═══ Document excerpt

CFD Online Logo CFD Online URL
www.cfd-online.com
[Sponsors]
Home > Forums > General Forums > Hardware

Socket 2011-3 processors - an overwiew

Register Blogs Community New Posts Updated Threads Search

Like Tree14Likes
  • 14 Post By flotus1

Reply
 
LinkBack Thread Tools Search this Thread Display Modes
Old   March 12, 2017, 12:11
Default Socket 2011-3 processors - an overwiew
  #1
Super Moderator
 
flotus1's Avatar
 
Alex
Join Date: Jun 2012
Location: Germany
Posts: 3,427
Rep Power: 49
flotus1 has a spectacular aura aboutflotus1 has a spectacular aura about
Lineup
It has come to my attention that there is no source to get a quick overview on the current lineup of Intel processors for socket 2011-3, specifically the Broadwell-E and Broadwell-EP CPUs. And to be honest I was not aware of every single option that might be interesting from a CFD point of view. So here is my attempt to put as much relevant information as possible into a single table.
Some CPUs are missing because they are not freely available (e.g. exclusive for some OEMs) or rather irrelevant for CFD. The "all core turbo" frequency in the last column is -to my best knowledge- the frequency for execution of AXV code.





An attempt to rate the performance
Since all the processors above have the same architecture, it is possible to rate their relative performance based on the specifications. A very simple model to do this is Amdahl's Law. It makes the assumption that when N cores instead of one are used, the additional cores are not N-times faster. Instead, you see diminishing returns when using more cores. This can be caused for example by portions of the code that were not parallelized or by running out of memory bandwidth to keep the additional cores fed with data. The model is not perfect, but adding more complexity will not help making things clearer.
There are two more factors we have to take into account: Memory speed and cache per core since these factors are not equal along the lineup. So we make the assumption that less memory speed translates into less CFD computing power with an efficiency of 75%. For example: 11% less memory speed result in a penalty of 8.3%. More cache per core is given 20% efficiency, so 50% more cache per core give a bonus of 10%.

══════
═══ Dataset entries

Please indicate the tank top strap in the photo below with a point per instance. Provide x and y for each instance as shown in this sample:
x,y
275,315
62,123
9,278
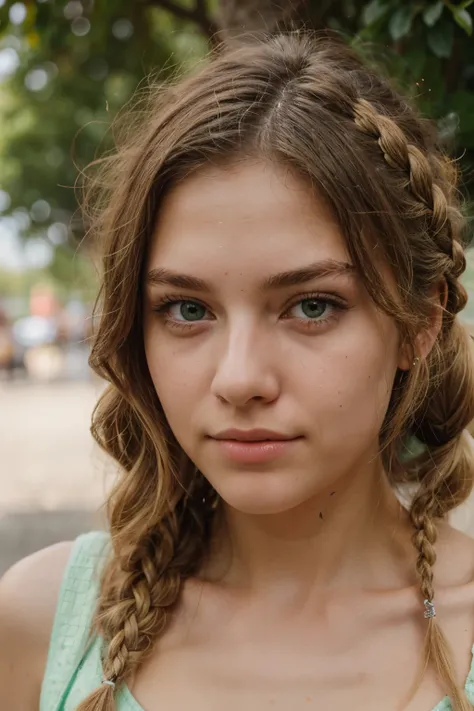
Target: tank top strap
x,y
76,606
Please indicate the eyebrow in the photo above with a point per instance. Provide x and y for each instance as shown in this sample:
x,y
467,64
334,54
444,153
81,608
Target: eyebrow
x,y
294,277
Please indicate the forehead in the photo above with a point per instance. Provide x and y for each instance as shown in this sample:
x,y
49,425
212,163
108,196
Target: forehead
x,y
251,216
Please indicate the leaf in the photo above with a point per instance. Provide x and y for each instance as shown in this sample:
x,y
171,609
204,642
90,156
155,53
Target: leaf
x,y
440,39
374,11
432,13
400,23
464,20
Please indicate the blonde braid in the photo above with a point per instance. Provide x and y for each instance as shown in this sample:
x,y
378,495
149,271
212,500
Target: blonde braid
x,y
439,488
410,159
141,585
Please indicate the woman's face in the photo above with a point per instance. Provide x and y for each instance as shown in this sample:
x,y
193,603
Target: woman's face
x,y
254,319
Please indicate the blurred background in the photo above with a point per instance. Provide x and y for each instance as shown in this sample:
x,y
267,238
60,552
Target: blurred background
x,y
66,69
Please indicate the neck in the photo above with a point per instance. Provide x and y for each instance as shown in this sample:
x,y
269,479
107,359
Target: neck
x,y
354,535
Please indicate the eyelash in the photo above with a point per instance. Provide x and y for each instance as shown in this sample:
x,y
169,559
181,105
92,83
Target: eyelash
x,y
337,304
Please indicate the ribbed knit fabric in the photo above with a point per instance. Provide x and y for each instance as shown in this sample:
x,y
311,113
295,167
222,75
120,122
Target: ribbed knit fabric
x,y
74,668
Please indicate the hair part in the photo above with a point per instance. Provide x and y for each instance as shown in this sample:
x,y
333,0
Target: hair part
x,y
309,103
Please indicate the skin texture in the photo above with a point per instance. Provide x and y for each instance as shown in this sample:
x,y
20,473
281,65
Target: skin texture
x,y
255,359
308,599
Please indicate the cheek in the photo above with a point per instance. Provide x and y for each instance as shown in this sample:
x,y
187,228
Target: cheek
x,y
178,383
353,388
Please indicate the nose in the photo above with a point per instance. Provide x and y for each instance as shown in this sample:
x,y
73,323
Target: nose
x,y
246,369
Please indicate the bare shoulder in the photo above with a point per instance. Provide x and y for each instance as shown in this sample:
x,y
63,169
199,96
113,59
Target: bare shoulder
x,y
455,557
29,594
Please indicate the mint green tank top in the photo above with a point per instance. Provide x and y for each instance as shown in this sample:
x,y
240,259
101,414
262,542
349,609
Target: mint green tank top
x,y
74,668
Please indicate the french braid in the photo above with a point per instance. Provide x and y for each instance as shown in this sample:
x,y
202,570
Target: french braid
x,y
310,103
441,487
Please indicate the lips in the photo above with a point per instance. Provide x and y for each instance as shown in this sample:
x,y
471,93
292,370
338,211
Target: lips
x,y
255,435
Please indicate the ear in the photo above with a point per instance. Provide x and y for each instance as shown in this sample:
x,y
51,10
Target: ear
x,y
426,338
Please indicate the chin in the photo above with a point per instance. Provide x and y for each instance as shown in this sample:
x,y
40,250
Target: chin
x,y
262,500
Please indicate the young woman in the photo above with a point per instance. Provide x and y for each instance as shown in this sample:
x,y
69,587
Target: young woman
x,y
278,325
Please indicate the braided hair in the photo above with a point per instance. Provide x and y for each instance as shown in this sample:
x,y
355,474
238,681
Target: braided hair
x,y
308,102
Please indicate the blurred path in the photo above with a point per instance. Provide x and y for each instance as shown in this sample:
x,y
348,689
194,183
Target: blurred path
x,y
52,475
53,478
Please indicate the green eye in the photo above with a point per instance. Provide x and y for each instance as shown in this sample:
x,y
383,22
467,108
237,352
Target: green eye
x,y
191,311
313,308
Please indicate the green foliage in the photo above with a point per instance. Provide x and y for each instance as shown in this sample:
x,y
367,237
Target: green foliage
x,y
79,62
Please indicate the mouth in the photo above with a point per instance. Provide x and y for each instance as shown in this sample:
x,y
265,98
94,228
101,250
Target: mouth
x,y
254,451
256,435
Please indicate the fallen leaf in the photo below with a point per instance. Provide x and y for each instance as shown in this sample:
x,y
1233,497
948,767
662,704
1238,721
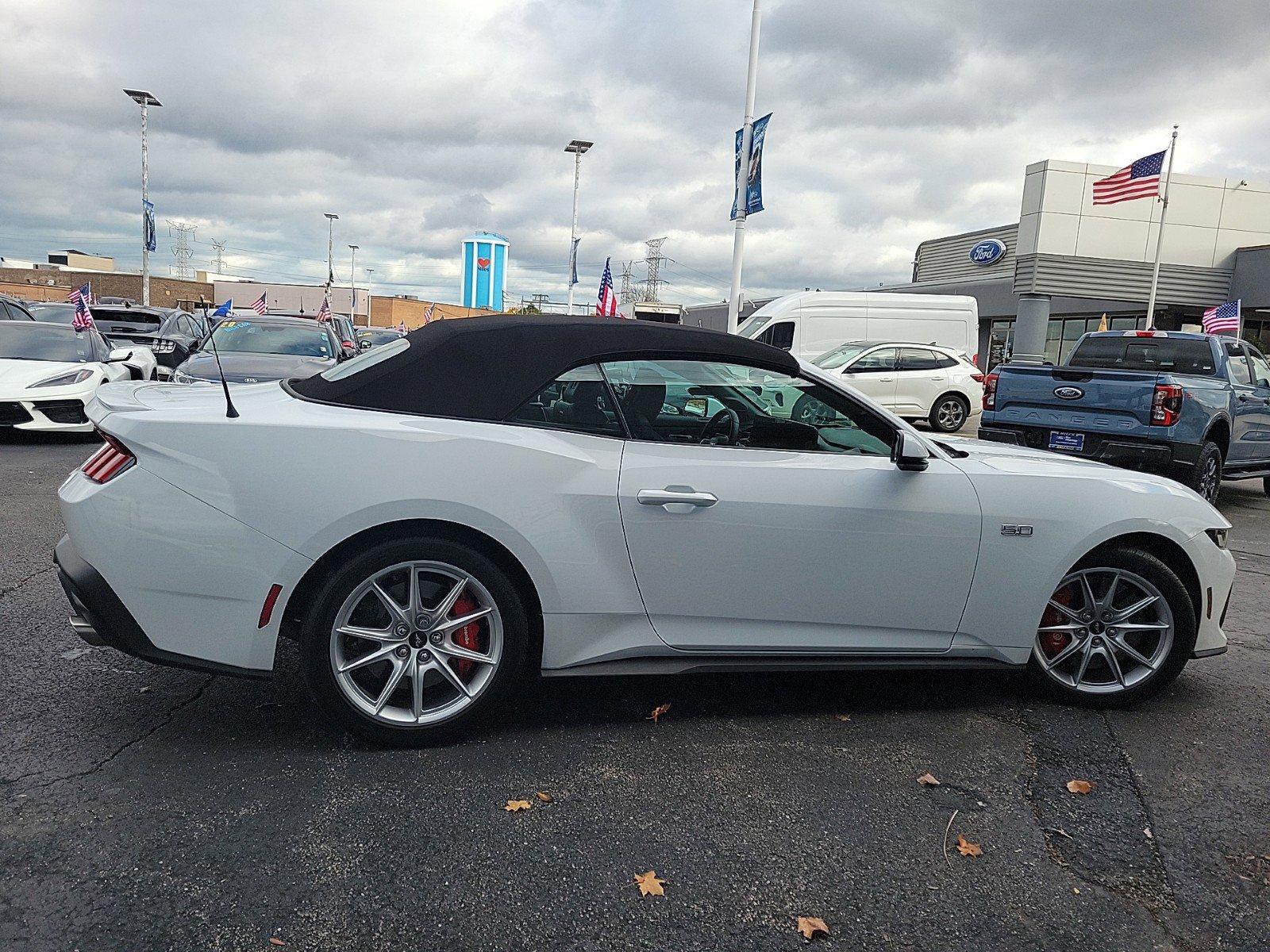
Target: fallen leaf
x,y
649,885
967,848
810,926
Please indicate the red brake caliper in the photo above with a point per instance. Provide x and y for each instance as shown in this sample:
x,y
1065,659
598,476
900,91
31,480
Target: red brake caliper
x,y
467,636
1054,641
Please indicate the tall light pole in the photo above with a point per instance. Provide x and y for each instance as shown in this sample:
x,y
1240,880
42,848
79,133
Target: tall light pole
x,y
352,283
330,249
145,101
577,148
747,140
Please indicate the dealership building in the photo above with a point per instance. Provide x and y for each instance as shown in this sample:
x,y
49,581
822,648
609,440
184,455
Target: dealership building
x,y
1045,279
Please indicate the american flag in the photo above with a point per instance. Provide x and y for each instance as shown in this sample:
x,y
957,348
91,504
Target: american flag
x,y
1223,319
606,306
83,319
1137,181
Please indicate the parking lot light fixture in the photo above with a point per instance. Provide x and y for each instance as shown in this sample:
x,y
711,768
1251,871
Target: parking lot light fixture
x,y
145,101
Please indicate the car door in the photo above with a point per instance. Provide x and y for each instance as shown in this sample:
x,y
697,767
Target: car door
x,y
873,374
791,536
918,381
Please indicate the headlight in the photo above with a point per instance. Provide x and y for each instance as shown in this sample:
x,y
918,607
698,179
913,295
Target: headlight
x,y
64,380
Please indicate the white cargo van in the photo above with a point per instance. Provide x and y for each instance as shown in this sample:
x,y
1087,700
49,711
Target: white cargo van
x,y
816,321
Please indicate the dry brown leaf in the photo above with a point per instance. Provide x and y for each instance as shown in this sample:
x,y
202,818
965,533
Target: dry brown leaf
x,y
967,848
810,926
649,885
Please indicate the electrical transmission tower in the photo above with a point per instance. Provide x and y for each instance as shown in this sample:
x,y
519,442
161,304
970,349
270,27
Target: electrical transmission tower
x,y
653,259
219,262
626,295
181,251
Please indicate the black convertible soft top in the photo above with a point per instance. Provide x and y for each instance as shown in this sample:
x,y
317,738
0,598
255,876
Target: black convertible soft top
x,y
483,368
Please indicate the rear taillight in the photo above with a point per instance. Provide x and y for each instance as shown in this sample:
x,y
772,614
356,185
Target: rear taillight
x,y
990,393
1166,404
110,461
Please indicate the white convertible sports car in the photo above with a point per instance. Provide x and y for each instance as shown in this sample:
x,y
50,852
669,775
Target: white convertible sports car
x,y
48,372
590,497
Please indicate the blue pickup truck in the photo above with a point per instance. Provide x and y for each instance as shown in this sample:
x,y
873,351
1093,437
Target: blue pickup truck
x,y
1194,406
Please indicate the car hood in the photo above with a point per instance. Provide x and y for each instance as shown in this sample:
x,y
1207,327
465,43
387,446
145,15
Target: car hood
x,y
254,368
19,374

══════

#### Written instruction:
Answer the following from the forum post on socket 2011-3 processors above:
(a) Which two Intel CPU lines does the author single out for socket 2011-3?
(b) What simple model is used to rate the relative performance of the processors?
(c) At what efficiency is lower memory speed assumed to translate into less CFD computing power?

#### Reply to the task:
(a) Broadwell-E and Broadwell-EP.
(b) Amdahl's Law.
(c) 75%.